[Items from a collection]
#####

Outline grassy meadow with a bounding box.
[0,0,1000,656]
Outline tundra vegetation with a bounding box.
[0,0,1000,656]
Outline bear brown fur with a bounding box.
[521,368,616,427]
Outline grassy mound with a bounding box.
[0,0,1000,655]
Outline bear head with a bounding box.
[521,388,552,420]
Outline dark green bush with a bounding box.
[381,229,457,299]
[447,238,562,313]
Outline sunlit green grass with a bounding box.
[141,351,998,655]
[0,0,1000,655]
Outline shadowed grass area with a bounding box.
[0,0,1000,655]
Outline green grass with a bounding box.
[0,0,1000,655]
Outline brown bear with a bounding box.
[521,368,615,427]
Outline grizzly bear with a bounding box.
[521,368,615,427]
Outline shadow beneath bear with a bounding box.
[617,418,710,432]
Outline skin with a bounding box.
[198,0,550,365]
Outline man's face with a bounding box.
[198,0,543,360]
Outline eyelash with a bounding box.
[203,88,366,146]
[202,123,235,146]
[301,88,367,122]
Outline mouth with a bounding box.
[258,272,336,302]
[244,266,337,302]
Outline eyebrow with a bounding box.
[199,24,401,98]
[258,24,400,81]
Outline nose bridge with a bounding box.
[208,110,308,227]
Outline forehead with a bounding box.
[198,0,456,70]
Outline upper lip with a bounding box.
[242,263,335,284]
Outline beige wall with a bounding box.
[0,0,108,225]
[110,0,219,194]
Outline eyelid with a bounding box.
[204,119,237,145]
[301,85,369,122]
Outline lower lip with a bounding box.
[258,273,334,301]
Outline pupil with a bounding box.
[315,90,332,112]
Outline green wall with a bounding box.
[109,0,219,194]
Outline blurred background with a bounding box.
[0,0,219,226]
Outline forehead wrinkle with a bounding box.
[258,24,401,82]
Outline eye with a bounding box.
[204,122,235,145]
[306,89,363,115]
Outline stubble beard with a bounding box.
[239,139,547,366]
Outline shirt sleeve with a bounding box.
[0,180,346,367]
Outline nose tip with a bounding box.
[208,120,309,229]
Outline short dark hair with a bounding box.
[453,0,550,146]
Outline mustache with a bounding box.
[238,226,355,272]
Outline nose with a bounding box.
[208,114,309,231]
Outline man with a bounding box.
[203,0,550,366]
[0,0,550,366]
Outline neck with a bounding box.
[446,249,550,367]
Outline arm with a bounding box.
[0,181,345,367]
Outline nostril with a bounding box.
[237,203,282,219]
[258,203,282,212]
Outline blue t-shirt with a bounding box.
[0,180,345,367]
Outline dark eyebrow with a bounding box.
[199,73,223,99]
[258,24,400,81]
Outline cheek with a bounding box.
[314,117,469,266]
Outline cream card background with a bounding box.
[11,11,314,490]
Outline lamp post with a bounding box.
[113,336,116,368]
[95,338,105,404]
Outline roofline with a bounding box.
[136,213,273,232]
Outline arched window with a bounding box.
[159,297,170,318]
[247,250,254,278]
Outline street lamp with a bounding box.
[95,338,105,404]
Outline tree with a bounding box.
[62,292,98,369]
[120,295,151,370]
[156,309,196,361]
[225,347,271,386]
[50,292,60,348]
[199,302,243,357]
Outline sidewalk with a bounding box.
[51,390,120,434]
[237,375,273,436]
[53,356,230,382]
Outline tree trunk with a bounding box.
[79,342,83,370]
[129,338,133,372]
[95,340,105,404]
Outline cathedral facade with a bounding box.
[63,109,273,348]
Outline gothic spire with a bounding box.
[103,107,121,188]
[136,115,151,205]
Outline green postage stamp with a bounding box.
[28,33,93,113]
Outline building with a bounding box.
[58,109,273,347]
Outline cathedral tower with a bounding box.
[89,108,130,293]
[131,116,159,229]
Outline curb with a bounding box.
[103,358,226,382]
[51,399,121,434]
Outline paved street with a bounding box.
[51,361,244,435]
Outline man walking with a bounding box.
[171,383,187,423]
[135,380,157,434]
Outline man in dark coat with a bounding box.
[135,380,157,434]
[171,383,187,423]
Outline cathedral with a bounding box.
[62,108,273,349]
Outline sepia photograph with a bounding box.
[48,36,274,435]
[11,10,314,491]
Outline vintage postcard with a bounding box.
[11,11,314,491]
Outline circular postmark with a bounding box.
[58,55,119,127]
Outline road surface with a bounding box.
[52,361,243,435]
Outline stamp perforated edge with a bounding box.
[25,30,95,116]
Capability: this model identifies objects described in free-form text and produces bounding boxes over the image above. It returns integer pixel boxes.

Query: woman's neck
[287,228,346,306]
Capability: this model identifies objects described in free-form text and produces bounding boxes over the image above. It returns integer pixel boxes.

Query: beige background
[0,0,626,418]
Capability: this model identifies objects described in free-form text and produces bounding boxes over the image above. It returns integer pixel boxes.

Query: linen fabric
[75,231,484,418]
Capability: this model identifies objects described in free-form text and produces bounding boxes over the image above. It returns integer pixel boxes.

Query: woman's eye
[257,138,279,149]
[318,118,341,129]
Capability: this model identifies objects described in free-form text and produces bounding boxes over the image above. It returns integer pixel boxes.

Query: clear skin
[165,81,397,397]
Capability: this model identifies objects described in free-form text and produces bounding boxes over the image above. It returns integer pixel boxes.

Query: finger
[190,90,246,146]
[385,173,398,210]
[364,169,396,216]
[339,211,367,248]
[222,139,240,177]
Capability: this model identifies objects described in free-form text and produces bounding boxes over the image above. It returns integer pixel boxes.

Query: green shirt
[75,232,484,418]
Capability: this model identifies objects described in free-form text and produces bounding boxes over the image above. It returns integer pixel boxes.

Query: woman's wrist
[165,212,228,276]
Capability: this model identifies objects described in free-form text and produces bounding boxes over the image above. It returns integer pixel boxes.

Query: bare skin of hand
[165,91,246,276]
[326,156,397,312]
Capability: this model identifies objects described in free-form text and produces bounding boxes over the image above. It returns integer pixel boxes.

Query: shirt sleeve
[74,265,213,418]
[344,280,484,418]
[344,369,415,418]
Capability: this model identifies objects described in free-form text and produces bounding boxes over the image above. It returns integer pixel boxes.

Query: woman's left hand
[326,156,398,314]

#####

# TO DO
Can you give the lines from the one containing "Outline tree trunk with a bounding box." through the one containing "[25,30,95,116]", both included, as a JSON list of strings with one string per line and any blank lines left out?

# TASK RESULT
[
  "Outline tree trunk with a bounding box.",
  "[79,342,83,370]",
  "[129,338,133,372]",
  "[95,340,105,404]",
  "Outline cathedral facade with a bounding box.",
  "[63,109,273,348]",
  "Outline gothic spire with a bounding box.",
  "[103,107,121,188]",
  "[136,115,151,205]",
  "Outline green postage stamp with a bounding box.",
  "[28,33,93,113]",
  "Outline building with a bounding box.",
  "[58,109,273,347]",
  "Outline cathedral tower with a bounding box.",
  "[89,108,130,293]",
  "[131,116,159,229]",
  "Outline curb with a bounding box.",
  "[103,358,226,382]",
  "[51,399,121,434]",
  "Outline paved street with a bounding box.",
  "[51,361,244,435]",
  "Outline man walking with a bounding box.",
  "[171,383,187,423]",
  "[135,380,157,434]",
  "Outline man in dark coat with a bounding box.",
  "[135,380,157,434]",
  "[171,383,187,423]",
  "Outline cathedral with a bounding box.",
  "[62,108,273,349]",
  "Outline sepia photograph with a bounding box.",
  "[48,36,274,435]",
  "[11,10,314,491]",
  "Outline vintage postcard with a bounding box.",
  "[11,11,314,491]",
  "Outline circular postmark with a bounding box.",
  "[58,55,119,127]",
  "Outline road surface with a bounding box.",
  "[52,361,243,435]",
  "Outline stamp perforated edge with a bounding box.",
  "[25,30,95,116]"
]